National economies shown to influence obesity, diabetes rates

Obesity rates in the U.S. have reached epidemic proportions. This is leading to a sharp increase in the number of people who have type 2 diabetes. Now, a new study from Oxford University researchers shows that the country's economic system may be one of the greatest contributing factors.

The researchers reported in the journal Economics and Human Biology that the stress of competing in a liberal-market society with relatively few social safety nets causes people to overeat, which may lead to obesity and type 2 diabetes.

The numbers bear out their hypothesis. The researchers compared the obesity rates of 11 prosperous nations from around the world and also analyzed the nations' economic and political systems. They found that countries where markets are loosely regulated and there are few resources to fall back on for those who have lost their job tend to have higher obesity rates.

For example, in the U.S., where there is less corporate regulation and fewer social safety nets than in other countries, the obesity rate is slightly above 30 percent. By contrast, Norway, which offers citizens far more social programs, has an obesity rate of just 5 percent.

**Dataset extract**
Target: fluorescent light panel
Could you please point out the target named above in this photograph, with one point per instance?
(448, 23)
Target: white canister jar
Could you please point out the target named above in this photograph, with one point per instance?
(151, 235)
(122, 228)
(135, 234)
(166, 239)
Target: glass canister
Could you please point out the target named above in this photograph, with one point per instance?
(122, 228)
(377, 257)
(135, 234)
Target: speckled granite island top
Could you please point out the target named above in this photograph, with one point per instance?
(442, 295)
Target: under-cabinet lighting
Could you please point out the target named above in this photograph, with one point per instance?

**Questions to answer**
- 1) Answer these questions from the article on economic systems and obesity.
(a) In which journal did the Oxford University researchers report their findings?
(b) How many prosperous nations did the researchers compare?
(c) What obesity rate does the article give for Norway?
- 2) Resume the article on economic systems and obesity, picking up after its last sentence.
The records have no connection to the article on economic systems and obesity.

**Written answers**
- 1)
(a) Economics and Human Biology
(b) 11
(c) 5 percent

- 2)
The trend held across the board. Liberal-market countries like the UK, Canada and Australia had a very high prevalence of obesity, while more socialized nations like Germany, Finland and Italy had far fewer overweight individuals. This likely limits the number of citizens who develop type 2 diabetes.

"It may be that the economic benefits of flexible and open markets come at a price to personal and public health which is rarely taken into account," the researchers wrote in their report. "Basically, our hypothesis is that market-liberal reforms have stimulated competition in both the work environment and in what we consume, and this has undermined personal stability and security."